Material for the task:
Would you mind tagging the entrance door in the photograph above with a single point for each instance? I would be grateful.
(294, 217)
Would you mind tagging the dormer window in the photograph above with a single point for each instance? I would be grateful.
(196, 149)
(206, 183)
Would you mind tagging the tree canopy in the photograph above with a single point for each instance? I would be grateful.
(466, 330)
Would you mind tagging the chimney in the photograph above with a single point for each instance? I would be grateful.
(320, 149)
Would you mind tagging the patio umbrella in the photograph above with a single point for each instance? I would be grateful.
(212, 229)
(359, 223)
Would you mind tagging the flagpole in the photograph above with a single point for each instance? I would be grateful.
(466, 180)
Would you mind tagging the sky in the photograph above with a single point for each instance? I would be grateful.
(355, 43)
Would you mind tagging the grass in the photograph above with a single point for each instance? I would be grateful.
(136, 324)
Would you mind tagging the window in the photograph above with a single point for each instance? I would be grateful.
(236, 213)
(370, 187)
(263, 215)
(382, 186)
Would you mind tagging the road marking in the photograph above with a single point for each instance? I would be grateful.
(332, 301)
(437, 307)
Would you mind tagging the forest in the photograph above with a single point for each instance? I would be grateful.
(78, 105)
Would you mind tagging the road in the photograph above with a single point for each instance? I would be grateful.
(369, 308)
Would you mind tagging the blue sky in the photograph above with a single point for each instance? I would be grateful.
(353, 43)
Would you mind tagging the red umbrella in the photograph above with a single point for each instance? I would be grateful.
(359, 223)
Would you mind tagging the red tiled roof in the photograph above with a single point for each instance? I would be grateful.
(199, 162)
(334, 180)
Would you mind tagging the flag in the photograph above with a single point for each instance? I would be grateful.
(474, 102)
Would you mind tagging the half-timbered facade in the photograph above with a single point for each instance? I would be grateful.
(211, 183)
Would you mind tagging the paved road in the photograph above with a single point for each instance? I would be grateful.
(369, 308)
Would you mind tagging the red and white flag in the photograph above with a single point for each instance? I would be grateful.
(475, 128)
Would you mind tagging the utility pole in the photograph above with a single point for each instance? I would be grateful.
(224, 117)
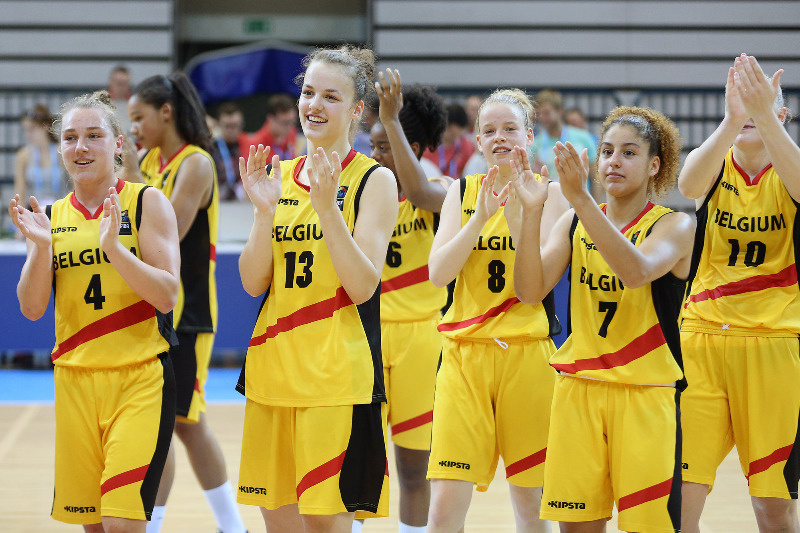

What to produce:
Gather every line in the entries above that contains the word "road", copying each one in full.

Solution to this exercise:
Would you mind tagging the road marking in the photograph above with a single point for each instance? I would be grateful.
Would you mind tagging the road in the photograph above with a single point for each instance? I would be grateful.
Would you mind tagging the paved road in the photograph above with a single point for each instance? I would be grateful.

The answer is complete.